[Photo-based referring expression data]
........
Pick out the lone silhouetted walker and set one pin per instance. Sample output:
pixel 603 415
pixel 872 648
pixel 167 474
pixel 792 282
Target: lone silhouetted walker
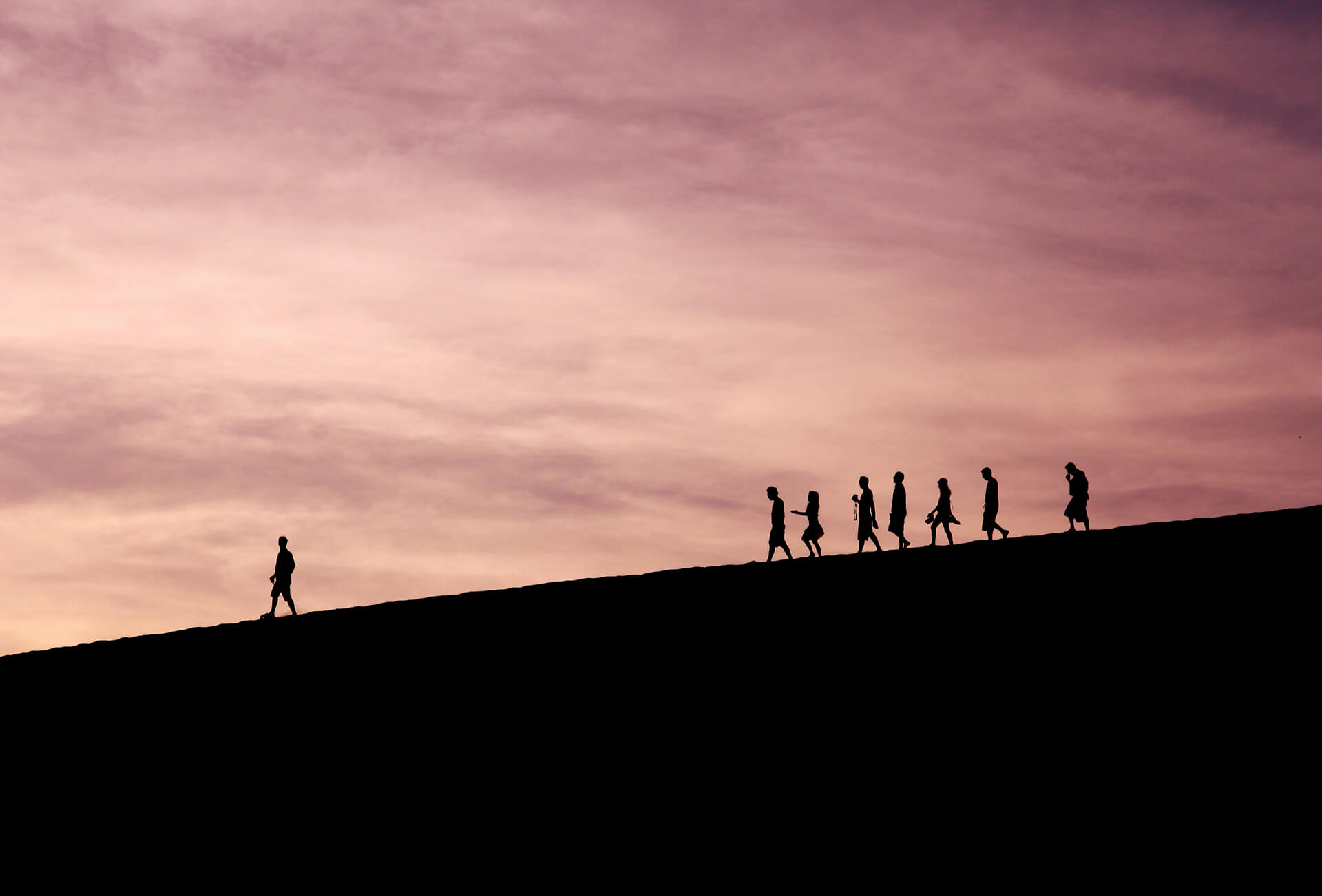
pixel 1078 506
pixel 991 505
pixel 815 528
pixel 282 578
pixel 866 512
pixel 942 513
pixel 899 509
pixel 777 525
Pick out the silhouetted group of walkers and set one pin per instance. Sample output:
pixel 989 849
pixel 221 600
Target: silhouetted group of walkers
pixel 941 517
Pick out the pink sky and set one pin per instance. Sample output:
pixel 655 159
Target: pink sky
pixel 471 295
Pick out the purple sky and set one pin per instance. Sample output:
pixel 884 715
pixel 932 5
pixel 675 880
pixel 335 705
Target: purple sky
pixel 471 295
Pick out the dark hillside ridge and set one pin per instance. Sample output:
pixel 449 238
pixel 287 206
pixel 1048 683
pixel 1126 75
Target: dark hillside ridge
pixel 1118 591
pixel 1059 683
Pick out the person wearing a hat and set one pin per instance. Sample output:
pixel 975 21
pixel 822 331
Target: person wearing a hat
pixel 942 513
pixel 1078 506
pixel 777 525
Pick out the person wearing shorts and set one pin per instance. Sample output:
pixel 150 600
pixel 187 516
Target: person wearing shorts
........
**PROBLEM STATEMENT**
Reproduce only the lines above, starting at the line with "Target: purple sky" and ending at the line with "pixel 822 331", exactly as written.

**YOUR RESPONSE**
Target: purple sky
pixel 471 295
Pick out the dark hillside ridge and set one pin per instance. Sample output:
pixel 449 238
pixel 287 206
pixel 1048 683
pixel 1126 75
Target: dark hillside ridge
pixel 1118 591
pixel 1059 683
Pick out the person wearing a hat and set one pin per instance. Sample output:
pixel 975 21
pixel 822 331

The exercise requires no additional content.